═════ Information supplied ═════

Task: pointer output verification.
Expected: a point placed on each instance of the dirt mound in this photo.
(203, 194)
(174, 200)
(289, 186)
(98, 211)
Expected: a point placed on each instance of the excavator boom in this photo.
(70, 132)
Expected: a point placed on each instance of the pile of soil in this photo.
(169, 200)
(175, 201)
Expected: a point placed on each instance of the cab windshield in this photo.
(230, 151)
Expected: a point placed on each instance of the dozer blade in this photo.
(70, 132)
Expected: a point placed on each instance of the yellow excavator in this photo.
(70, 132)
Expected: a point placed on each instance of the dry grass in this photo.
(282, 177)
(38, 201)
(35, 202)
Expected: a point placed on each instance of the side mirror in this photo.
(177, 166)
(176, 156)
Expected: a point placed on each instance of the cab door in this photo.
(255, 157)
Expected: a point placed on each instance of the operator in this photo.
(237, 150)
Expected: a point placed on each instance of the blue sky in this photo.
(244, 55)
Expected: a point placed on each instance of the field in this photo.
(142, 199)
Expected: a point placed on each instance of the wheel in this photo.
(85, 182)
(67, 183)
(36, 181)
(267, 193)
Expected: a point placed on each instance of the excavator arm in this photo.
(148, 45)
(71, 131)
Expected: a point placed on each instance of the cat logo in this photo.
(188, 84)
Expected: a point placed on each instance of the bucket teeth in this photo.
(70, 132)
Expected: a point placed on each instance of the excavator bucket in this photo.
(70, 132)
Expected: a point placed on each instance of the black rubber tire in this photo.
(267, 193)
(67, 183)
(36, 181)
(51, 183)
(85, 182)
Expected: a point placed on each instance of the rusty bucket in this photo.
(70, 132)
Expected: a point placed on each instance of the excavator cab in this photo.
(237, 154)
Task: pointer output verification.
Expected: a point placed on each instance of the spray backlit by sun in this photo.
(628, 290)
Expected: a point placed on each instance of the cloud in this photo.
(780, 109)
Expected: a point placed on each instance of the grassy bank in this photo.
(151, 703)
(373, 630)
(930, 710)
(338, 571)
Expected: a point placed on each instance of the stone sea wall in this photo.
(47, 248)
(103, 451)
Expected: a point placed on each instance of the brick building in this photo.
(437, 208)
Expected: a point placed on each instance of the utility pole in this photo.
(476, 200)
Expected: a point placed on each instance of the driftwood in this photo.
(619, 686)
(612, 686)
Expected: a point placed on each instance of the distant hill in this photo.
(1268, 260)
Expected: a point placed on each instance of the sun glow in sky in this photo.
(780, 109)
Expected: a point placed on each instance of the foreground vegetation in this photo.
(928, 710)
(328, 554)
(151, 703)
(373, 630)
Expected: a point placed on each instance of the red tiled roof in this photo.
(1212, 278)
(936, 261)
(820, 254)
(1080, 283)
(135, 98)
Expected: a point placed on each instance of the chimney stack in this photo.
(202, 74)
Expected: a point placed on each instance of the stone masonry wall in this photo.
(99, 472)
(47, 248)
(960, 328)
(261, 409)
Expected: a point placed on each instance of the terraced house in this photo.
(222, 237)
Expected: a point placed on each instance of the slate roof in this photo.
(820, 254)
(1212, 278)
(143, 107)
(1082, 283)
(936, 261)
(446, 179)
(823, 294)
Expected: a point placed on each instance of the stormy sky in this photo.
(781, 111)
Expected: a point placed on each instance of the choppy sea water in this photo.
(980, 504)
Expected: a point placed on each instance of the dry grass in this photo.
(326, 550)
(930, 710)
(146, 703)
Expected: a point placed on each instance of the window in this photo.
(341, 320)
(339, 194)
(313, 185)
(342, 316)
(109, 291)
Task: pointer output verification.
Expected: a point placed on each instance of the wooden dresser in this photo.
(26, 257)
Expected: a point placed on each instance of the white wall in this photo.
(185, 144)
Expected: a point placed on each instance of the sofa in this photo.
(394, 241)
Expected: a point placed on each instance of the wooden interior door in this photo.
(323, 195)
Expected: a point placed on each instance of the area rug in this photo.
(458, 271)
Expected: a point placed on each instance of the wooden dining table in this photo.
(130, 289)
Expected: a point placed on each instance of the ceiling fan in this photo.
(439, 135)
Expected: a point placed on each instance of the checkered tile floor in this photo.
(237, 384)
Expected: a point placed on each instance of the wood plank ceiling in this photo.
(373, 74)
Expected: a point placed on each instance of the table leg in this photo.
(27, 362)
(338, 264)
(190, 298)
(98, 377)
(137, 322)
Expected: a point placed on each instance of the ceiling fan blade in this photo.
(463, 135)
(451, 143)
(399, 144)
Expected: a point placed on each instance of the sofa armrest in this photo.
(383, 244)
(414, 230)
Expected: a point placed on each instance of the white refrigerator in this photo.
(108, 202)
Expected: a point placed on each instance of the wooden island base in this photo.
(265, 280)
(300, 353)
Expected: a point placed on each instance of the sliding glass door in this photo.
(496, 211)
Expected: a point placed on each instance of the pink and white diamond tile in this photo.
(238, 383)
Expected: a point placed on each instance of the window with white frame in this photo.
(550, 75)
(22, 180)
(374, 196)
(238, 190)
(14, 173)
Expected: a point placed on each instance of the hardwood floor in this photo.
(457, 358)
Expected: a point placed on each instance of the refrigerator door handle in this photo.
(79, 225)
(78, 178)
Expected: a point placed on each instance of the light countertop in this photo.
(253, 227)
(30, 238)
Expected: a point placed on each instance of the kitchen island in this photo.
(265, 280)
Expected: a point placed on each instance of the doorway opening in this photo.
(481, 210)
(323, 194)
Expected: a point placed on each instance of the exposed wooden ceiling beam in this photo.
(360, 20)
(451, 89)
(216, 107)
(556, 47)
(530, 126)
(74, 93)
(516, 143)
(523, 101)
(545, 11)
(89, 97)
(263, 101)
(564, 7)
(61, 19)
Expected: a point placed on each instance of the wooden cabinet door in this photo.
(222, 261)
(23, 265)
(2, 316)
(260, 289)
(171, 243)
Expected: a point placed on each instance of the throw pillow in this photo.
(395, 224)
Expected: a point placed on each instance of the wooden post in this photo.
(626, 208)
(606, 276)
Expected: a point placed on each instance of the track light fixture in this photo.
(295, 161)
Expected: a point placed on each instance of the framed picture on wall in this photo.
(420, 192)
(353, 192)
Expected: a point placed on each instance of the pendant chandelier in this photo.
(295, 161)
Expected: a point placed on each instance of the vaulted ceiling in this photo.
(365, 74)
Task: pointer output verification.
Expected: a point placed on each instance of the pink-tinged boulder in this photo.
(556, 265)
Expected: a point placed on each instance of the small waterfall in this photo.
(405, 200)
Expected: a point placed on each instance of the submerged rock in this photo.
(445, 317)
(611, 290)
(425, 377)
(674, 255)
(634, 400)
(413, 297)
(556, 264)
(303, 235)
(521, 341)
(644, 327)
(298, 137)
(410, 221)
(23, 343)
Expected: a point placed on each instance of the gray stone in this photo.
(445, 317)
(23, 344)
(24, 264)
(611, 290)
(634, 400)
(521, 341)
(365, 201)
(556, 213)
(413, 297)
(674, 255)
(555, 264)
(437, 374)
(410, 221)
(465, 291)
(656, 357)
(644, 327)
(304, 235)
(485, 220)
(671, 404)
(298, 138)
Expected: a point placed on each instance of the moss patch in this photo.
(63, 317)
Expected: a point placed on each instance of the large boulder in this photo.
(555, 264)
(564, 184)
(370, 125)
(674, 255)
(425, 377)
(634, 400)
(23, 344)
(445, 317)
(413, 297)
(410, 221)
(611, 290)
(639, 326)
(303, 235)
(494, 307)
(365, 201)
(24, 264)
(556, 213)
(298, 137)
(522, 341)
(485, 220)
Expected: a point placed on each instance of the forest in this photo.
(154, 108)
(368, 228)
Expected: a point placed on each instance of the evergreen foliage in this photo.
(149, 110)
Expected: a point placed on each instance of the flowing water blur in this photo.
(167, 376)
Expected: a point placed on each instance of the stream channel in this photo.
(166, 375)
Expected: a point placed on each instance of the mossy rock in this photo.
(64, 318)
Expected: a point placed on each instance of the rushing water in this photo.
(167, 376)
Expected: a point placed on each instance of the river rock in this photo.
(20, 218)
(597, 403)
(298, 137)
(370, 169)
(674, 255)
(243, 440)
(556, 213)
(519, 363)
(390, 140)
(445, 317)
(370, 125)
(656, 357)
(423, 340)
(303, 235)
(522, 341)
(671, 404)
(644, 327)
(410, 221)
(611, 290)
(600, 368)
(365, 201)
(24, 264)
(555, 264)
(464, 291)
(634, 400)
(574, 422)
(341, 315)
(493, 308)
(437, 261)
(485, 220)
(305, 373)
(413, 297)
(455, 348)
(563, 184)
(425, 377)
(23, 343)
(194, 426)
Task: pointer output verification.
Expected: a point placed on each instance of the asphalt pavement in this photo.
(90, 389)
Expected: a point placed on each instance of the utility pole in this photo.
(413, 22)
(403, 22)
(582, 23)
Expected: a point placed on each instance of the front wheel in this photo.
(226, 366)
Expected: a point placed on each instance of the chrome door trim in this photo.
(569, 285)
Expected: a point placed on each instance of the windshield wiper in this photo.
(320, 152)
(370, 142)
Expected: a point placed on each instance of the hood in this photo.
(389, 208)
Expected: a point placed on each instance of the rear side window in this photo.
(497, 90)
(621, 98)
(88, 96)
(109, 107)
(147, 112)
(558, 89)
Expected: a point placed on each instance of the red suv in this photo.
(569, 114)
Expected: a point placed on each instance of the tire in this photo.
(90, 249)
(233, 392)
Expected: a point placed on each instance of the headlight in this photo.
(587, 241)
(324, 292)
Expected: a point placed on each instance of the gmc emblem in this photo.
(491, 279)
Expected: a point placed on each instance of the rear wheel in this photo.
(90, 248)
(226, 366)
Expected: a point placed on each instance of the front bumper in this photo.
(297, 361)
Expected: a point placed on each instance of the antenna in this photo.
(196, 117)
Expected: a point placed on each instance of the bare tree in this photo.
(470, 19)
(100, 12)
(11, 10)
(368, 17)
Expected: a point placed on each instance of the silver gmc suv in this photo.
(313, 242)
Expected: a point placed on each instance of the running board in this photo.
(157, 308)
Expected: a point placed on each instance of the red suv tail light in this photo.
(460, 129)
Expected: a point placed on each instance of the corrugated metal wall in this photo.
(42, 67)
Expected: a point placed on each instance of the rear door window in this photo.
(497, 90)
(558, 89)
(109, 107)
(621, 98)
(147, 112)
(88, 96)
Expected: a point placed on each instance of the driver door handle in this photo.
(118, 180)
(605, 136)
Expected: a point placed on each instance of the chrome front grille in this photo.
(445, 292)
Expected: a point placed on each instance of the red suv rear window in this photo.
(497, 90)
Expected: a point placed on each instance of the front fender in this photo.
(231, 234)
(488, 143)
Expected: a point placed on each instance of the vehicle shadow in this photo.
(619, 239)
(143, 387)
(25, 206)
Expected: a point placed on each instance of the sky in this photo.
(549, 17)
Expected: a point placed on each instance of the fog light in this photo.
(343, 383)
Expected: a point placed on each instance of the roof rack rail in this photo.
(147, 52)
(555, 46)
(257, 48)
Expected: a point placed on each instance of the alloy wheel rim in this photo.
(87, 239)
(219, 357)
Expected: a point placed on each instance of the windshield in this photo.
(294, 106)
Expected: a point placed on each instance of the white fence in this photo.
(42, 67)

═════

Problem to solve →
Return exactly what appears in the records from the line with "Expected: a point placed on each instance of the front fender" through the final line, and nothing else.

Answer box →
Expected: a point placed on each instance of the front fender in this photo.
(231, 234)
(488, 143)
Expected: a point placed on each instance of the vehicle shadow in this photo.
(619, 239)
(143, 387)
(25, 206)
Expected: a point placed on each instance of the sky in this photo.
(549, 17)
Expected: a point placed on each instance of the fog light in this photo.
(343, 383)
Expected: a point placed on each instance of the roof rack rail in this photo.
(147, 52)
(555, 46)
(257, 48)
Expected: a point placed on each instance of the alloy wheel rim in this photo.
(87, 239)
(219, 357)
Expected: a point placed on each instance of the windshield in this photo.
(294, 106)
Expected: a point placed on each instance of the white fence in this photo.
(42, 67)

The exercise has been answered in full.